*** DOCUMENT SEGMENT

For now the interface mimics std::map interface, it would possible to
convert it to C code but it would be better for maintainability to wrap
directly the C++ code, and I believe this is possible with Cython.

> <snip>
>> - Is it mandatory to store st_ino to check if the file changed, in
>> addition to size and mtime ? Is it required for hard links management or
>> is it only used to help detect changes ?
> It's to uniquely identify files. In some setups the path might not be
> unique between different archives.

Ok I see, like if one of the subdirectories is a mount point, with
different things mounted between different archives ?

>> -- Repository structure
>>
>> "Filesystem based transactional key value store"
>>
>> Objects referenced by a key (256bits id/hash) are stored in line in
>> files (segments) of size approx 5MB in repo/data. They contain : header
>> size, crc, size, tag, key, data. Tag is either put, delete, or commit.
>> Segments seem to be built locally, and then uploaded.
>>
>> *Question*: what do the tags mean ?
> A segment file is basically a transaction log where each repository
> operation is appended to the file. So if an object is written to the
> repository a "PUT"-tag is written to the file followed by the object id
> and data. And if an object is deleted a "DELETE" tag is appended
> followed by the object id.

Ok, but what about the commit tag ?

>> The manifest is an object with an id of only zeros (32 bytes), that
>> references all the archives. It contains : version, list of archives,
>> timestamp, config. Each archive contains: name, id, time. It is the last
>> object stored, in the last segment, and is replaced each time.
>>
>> An archive is an object that contain metadata : version, name, items
>> list, cmdline, hostname, username, time. Each item represents a file or
>> directory or symlink and contains: path, list of chunks, user, group,
>> uid, gid, mode (item type + permissions), source (for links), rdev (for
>> devices), mtime, xattrs, acl, bsdfiles. Directories have no content so
>> no chunk (their entries are known because path are stored as full paths).
> Not exactly, the archive metadata does not contain the file items
> directly. Only references to other objects that contain that data.
>
> Each file/directory is represented by an "item" dictionary that contains
> path, list of chunks, user, group, uid, gid, and other metadata.
>
> All items are serialized using msgpack and the resulting byte stream is
> fed into the same chunker used for regular file data and turned into
> deduplicated chunks. The reference to these chunks is then added to the
> archvive metadata.

Great I understand better now, I missed the fact that it points to
chunks that contain the file items.
It actually answers several of my next interrogations : no problem with
max object size ; this is the reason why only  some part of the item
list is repeated for a new archive (only the chunk that was modified by
the file removal has to be recreated) ; and it clarifies that all
updates are full and that you only have to download one archive metadata
for the fuse mount.

******

YOUR TASK: According to the repository discussion, what fields does each object stored in a segment file contain? List them all. Rely only on the repository discussion above.

*** SUPPLIED INFORMATION

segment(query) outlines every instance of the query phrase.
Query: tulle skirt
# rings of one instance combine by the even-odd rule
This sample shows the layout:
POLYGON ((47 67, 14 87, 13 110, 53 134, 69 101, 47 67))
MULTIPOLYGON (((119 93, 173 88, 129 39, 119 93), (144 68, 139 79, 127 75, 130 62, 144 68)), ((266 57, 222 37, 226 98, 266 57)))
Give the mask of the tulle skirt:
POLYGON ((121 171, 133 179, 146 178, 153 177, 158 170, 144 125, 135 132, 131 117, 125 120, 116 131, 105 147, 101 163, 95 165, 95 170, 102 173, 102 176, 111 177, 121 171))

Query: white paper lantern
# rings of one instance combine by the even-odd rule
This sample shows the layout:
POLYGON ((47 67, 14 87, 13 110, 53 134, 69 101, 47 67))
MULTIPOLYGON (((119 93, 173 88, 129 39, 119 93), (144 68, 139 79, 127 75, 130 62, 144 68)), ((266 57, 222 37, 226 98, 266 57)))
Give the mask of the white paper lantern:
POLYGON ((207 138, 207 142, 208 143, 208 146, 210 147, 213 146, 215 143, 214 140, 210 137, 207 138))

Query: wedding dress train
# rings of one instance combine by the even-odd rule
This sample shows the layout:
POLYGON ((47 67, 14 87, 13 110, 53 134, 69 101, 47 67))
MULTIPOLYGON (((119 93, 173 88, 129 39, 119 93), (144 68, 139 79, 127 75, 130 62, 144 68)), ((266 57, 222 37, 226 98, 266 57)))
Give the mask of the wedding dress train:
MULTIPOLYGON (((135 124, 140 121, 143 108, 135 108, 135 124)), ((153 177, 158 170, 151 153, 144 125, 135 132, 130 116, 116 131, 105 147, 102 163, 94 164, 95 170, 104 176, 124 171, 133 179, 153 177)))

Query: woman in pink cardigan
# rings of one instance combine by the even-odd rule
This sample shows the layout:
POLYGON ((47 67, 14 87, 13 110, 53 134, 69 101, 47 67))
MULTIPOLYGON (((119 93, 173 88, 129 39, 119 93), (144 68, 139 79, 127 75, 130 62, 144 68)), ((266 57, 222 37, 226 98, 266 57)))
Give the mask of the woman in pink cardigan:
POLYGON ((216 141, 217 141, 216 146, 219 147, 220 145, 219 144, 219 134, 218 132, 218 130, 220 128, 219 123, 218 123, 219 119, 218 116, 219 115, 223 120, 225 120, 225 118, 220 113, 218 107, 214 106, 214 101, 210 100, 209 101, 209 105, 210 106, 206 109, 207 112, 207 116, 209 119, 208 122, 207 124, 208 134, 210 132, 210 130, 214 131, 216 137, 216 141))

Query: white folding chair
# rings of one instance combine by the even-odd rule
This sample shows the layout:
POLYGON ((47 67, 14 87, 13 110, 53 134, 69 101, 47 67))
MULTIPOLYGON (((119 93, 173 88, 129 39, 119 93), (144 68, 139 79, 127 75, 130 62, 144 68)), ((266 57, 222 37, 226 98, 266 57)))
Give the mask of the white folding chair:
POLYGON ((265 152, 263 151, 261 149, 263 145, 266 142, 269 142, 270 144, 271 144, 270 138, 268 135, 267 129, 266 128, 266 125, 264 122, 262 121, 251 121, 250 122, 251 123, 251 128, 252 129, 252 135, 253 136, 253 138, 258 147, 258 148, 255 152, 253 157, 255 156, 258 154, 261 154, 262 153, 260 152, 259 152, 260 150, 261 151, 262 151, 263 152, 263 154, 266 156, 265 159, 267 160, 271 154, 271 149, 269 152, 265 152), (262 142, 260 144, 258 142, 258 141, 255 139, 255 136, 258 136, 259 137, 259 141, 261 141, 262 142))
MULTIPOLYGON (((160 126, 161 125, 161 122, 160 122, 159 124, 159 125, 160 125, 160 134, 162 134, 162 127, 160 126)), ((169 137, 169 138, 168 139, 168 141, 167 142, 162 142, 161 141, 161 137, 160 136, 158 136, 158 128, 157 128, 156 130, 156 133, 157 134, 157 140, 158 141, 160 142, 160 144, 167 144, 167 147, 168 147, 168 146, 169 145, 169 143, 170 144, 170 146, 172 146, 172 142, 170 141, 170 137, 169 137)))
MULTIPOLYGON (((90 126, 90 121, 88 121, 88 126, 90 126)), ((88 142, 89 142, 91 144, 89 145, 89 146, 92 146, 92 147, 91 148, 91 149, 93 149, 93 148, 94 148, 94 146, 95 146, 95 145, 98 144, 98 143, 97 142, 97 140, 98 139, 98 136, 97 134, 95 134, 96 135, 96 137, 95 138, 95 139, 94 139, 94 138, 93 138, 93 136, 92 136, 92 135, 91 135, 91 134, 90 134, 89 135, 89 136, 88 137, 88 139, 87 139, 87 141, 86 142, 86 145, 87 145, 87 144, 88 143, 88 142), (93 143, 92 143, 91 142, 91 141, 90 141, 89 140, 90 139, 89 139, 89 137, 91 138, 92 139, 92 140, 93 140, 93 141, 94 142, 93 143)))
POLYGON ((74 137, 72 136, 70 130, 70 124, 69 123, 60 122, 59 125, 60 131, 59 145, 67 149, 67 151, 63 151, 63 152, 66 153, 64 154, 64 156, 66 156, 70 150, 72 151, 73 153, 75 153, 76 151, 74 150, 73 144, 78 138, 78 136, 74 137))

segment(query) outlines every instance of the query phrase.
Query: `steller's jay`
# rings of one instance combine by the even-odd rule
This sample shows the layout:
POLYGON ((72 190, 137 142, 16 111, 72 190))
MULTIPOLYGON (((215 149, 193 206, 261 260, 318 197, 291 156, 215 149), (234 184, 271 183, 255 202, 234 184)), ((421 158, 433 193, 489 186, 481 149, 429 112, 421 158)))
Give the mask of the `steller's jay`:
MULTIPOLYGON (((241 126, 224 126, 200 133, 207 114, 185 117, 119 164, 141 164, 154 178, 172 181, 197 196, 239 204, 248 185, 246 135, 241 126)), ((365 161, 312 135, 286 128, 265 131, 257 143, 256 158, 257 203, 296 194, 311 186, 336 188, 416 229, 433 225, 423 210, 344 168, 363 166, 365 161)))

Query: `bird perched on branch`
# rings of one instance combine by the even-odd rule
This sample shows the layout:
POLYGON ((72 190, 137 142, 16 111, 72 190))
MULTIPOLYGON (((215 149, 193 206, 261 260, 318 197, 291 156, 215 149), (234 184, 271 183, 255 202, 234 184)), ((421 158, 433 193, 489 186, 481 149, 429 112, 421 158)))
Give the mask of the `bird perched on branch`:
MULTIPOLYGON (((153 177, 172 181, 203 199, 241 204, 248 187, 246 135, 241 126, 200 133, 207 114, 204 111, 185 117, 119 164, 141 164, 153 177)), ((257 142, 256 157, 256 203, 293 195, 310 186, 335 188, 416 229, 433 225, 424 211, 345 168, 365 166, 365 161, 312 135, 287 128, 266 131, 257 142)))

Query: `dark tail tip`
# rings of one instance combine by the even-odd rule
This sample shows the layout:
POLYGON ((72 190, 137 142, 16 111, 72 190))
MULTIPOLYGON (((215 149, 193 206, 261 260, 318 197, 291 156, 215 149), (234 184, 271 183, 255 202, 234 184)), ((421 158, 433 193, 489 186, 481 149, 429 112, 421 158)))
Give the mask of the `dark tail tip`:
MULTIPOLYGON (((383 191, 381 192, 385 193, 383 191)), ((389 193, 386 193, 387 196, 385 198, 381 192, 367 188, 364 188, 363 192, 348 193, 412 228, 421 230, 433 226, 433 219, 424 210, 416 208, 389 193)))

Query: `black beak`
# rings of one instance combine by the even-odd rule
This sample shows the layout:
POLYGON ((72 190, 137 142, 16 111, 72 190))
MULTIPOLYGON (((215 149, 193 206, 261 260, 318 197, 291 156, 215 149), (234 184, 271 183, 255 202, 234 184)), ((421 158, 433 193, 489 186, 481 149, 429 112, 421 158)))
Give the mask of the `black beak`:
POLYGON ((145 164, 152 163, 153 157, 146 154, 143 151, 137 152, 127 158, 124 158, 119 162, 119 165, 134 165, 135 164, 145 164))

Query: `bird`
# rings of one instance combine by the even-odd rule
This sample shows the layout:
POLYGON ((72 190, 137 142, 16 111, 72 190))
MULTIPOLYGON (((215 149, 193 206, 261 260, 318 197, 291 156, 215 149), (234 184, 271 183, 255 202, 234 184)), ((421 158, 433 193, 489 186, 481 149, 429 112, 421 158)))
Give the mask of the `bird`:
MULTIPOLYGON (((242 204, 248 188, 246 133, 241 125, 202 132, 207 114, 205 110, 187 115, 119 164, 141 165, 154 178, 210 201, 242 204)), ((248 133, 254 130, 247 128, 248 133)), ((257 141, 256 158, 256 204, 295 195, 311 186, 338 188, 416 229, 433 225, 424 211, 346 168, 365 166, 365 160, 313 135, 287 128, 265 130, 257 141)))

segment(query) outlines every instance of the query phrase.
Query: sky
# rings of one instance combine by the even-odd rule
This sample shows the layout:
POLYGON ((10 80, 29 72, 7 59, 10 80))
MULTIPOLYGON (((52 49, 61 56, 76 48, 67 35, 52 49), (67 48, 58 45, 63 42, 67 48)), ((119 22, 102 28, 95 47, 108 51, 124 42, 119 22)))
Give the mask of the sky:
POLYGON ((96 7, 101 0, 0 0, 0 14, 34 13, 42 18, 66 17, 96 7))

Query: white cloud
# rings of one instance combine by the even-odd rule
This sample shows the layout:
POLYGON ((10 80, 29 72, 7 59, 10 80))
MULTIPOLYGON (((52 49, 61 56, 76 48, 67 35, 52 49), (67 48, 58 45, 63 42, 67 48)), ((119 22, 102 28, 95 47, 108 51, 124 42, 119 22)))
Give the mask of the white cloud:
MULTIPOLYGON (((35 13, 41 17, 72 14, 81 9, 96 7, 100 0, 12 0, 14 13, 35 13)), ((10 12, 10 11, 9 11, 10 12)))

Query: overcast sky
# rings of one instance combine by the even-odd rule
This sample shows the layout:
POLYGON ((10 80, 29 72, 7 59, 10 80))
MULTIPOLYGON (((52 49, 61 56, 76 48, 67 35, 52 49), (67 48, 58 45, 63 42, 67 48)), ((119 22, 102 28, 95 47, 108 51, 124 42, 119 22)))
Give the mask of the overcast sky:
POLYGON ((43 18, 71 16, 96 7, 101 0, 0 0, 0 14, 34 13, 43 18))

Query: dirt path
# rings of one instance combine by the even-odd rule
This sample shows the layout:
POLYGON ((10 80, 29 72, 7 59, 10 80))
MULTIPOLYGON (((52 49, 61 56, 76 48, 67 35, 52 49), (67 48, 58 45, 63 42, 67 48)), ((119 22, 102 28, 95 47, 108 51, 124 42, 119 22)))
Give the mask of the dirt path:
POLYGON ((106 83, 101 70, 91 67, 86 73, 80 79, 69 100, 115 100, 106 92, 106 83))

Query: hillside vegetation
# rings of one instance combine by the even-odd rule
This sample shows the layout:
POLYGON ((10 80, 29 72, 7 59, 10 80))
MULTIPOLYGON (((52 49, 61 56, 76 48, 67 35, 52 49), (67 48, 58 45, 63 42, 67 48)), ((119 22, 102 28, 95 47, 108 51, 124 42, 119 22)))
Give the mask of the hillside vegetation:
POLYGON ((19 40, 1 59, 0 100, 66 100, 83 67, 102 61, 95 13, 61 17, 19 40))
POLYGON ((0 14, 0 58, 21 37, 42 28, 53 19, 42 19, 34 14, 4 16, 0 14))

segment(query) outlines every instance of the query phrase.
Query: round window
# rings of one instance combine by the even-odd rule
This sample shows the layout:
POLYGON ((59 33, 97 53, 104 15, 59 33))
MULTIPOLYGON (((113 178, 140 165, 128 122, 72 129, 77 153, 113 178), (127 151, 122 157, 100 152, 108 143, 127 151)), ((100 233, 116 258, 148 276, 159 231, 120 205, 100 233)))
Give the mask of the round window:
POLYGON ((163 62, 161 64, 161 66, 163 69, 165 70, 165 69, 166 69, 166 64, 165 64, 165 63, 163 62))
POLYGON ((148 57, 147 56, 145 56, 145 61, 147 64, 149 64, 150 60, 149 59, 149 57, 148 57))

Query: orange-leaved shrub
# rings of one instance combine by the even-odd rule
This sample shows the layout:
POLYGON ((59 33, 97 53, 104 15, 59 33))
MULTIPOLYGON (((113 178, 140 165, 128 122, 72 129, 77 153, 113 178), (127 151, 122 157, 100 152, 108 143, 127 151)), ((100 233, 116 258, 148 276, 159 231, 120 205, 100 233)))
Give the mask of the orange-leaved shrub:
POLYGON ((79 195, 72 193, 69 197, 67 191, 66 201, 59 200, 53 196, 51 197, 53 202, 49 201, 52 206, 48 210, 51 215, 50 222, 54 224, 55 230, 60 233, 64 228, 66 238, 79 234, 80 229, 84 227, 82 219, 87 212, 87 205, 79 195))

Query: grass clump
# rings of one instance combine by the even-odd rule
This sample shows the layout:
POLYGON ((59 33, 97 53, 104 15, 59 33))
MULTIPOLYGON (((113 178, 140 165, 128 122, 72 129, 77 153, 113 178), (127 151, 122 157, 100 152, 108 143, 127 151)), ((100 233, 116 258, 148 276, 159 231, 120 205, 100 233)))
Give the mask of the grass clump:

******

FULL RESPONSE: Header size, crc, size, tag, key, data